(Rows from a data collection)

========================

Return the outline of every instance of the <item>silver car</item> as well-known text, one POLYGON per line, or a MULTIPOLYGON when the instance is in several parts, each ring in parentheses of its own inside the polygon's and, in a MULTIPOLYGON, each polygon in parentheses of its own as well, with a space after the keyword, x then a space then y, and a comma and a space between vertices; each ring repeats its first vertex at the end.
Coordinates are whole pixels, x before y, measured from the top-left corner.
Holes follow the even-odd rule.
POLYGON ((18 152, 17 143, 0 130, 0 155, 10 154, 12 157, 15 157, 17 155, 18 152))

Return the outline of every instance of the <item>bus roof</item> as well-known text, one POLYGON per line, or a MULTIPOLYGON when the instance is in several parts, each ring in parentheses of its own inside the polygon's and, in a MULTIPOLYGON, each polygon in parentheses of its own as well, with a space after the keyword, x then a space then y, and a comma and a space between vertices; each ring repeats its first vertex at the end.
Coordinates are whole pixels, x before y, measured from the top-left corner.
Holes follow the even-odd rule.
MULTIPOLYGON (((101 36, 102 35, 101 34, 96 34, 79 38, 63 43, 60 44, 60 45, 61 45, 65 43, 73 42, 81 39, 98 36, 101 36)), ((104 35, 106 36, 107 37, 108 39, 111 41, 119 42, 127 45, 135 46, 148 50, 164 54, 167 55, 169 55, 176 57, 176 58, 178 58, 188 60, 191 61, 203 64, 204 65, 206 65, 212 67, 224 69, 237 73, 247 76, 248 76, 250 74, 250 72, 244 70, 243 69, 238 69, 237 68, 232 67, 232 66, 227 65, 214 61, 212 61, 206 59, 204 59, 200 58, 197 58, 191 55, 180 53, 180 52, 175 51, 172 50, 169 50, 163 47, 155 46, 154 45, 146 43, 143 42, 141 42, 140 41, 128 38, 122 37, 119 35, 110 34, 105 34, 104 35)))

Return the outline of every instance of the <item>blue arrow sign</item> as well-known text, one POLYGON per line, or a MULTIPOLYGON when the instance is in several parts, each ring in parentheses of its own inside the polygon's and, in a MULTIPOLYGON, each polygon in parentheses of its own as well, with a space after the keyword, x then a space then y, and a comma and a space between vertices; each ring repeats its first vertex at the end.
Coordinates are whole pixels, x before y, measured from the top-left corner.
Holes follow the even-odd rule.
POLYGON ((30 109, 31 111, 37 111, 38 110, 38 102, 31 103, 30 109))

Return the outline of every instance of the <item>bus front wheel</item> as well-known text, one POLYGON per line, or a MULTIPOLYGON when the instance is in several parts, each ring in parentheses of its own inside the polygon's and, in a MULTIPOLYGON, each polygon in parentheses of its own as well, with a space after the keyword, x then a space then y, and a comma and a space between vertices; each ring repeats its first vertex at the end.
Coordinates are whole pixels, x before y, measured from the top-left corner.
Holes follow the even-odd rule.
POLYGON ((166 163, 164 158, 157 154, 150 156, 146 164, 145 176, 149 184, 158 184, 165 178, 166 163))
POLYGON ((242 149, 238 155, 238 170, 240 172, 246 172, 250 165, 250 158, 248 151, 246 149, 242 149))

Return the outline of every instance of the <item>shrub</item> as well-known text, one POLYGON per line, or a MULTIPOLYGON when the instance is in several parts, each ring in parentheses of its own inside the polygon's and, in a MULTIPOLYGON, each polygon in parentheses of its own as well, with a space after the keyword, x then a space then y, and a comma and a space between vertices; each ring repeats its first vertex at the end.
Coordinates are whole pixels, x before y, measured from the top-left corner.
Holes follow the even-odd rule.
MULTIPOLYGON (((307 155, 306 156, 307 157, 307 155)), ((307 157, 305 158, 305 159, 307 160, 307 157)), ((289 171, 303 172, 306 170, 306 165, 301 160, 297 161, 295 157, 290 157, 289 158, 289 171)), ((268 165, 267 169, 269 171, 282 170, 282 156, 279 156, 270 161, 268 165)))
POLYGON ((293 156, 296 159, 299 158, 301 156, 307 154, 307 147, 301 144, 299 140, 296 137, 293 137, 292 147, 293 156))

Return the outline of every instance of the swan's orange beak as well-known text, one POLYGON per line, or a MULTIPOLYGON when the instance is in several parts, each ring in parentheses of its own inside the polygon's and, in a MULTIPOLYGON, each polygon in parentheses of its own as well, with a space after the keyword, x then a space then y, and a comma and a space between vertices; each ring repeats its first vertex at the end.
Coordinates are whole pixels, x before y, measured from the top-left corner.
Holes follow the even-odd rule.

========================

Challenge: Could you quote, word for word, the lines from the one containing "Return the outline of every instance of the swan's" up to and including the last line of the rows?

Result for this task:
Return the outline of every instance of the swan's orange beak as well-known text, one POLYGON per line, or a MULTIPOLYGON when the instance is in several parts, each ring in parentheses of its own inside the polygon's and, in a MULTIPOLYGON, each polygon in parentheses of its own as well, with a space after the keyword, x then a space then y, and a comma and a space between vertices; each ring repeats its first vertex at the end.
Coordinates are whole pixels, x before y, measured from the top-left corner.
Holes follow the even-odd rule.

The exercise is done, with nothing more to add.